Copy out every line of the records below without changing anything.

== RECORDS SUPPLIED ==

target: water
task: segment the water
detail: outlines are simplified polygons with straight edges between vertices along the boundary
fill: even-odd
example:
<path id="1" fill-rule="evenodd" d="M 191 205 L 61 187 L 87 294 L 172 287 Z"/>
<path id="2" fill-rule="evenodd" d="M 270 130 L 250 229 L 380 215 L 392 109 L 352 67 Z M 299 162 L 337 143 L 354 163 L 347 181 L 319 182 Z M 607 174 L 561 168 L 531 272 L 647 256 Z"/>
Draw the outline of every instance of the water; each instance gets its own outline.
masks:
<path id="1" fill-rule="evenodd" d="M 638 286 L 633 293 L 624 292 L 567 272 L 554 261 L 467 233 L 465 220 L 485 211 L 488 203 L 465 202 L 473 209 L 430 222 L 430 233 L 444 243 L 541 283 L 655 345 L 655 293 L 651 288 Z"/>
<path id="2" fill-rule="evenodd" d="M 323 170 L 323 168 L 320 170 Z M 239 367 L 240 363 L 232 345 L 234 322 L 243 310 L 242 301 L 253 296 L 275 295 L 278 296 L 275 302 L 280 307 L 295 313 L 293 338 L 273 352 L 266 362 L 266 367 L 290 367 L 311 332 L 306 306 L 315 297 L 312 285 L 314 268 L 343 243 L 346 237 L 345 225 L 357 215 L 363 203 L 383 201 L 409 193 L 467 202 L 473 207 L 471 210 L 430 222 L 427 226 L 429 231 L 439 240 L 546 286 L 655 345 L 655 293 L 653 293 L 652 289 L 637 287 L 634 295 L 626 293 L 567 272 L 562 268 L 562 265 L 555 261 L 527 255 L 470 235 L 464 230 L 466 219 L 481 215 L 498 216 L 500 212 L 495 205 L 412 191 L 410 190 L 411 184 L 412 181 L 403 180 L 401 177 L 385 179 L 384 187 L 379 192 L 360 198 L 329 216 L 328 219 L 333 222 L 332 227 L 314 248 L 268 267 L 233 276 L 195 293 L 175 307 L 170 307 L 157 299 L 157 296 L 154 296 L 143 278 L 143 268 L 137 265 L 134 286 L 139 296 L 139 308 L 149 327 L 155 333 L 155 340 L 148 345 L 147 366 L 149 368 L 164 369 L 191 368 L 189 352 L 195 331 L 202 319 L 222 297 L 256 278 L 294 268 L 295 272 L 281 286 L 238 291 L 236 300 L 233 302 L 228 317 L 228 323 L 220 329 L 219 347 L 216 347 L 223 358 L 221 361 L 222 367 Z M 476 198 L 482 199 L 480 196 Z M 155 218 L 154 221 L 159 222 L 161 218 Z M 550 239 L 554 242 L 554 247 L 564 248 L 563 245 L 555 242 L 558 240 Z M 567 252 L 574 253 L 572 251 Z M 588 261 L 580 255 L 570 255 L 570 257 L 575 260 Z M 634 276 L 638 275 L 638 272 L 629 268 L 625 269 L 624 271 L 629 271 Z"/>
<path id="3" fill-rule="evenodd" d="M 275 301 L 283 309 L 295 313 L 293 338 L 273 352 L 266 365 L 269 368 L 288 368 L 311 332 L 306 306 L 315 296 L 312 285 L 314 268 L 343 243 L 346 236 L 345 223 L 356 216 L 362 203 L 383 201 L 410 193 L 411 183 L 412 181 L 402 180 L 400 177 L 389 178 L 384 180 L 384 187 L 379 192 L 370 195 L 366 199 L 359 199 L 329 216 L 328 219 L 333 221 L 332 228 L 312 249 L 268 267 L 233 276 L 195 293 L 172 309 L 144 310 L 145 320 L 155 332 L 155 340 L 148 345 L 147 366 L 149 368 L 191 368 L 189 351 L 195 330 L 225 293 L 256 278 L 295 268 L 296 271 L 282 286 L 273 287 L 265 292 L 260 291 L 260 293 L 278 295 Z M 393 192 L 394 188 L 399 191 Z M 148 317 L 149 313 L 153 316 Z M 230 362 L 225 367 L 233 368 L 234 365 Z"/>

===

### EXERCISE ANSWER
target: water
task: segment the water
detail: outlines are simplified polygons with straight edges between vertices along the boundary
fill: even-odd
example:
<path id="1" fill-rule="evenodd" d="M 191 205 L 61 187 L 87 294 L 172 287 Z"/>
<path id="2" fill-rule="evenodd" d="M 270 130 L 250 229 L 380 215 L 392 109 L 352 67 Z M 299 162 L 337 143 L 354 163 L 347 181 L 319 182 Z M 607 174 L 561 168 L 531 272 L 647 256 Z"/>
Draw the outline of every instance of the water; each instance gets its own outline.
masks:
<path id="1" fill-rule="evenodd" d="M 638 286 L 633 293 L 624 292 L 567 272 L 554 261 L 467 233 L 465 220 L 485 211 L 488 203 L 465 202 L 473 209 L 430 222 L 430 233 L 444 243 L 541 283 L 655 345 L 655 293 L 651 288 Z"/>
<path id="2" fill-rule="evenodd" d="M 323 170 L 323 168 L 320 170 Z M 239 367 L 240 363 L 232 345 L 234 322 L 243 310 L 242 301 L 253 296 L 275 295 L 278 296 L 275 302 L 280 307 L 295 313 L 293 338 L 273 352 L 266 362 L 266 367 L 290 367 L 311 332 L 306 306 L 315 297 L 312 285 L 314 268 L 343 243 L 346 237 L 345 225 L 357 215 L 363 203 L 383 201 L 409 193 L 467 202 L 473 207 L 471 210 L 430 222 L 427 226 L 429 231 L 439 240 L 546 286 L 655 345 L 655 293 L 653 293 L 652 289 L 637 287 L 634 295 L 626 293 L 567 272 L 562 268 L 562 265 L 555 261 L 527 255 L 470 235 L 464 230 L 466 219 L 481 215 L 498 216 L 500 212 L 495 205 L 412 191 L 410 190 L 411 184 L 412 181 L 403 180 L 401 177 L 385 179 L 384 187 L 379 192 L 360 198 L 329 216 L 328 219 L 333 222 L 332 227 L 314 248 L 268 267 L 233 276 L 195 293 L 175 307 L 170 307 L 157 299 L 157 296 L 154 296 L 143 278 L 143 268 L 137 265 L 134 286 L 139 296 L 139 308 L 149 327 L 155 333 L 155 340 L 148 345 L 147 366 L 149 368 L 164 369 L 191 368 L 189 352 L 195 331 L 202 319 L 222 297 L 256 278 L 294 268 L 295 272 L 281 286 L 238 291 L 236 300 L 233 302 L 228 317 L 228 323 L 220 329 L 219 347 L 216 347 L 223 358 L 221 361 L 222 367 Z M 476 198 L 482 199 L 480 196 Z M 155 218 L 154 221 L 159 222 L 161 218 Z M 550 239 L 554 242 L 554 247 L 564 248 L 563 245 L 555 242 L 558 240 Z M 567 252 L 574 253 L 572 251 Z M 588 261 L 580 255 L 570 255 L 570 257 L 575 260 Z M 634 276 L 638 275 L 638 272 L 629 268 L 625 269 L 624 271 L 629 271 Z"/>
<path id="3" fill-rule="evenodd" d="M 275 301 L 283 309 L 295 313 L 293 338 L 273 352 L 266 365 L 269 368 L 288 368 L 311 332 L 306 306 L 315 296 L 312 285 L 314 268 L 343 243 L 346 236 L 345 223 L 356 216 L 362 203 L 383 201 L 410 193 L 411 183 L 412 181 L 402 180 L 400 177 L 389 178 L 384 180 L 384 187 L 379 192 L 370 195 L 366 199 L 359 199 L 329 216 L 328 219 L 333 221 L 332 228 L 312 249 L 268 267 L 233 276 L 195 293 L 172 309 L 144 310 L 145 320 L 155 332 L 155 340 L 148 345 L 147 366 L 149 368 L 191 368 L 189 351 L 195 330 L 225 293 L 256 278 L 295 268 L 296 271 L 282 286 L 273 287 L 265 292 L 260 291 L 260 293 L 278 295 Z M 393 192 L 394 188 L 399 191 Z M 148 317 L 149 313 L 153 316 Z M 230 362 L 225 367 L 233 368 L 234 365 Z"/>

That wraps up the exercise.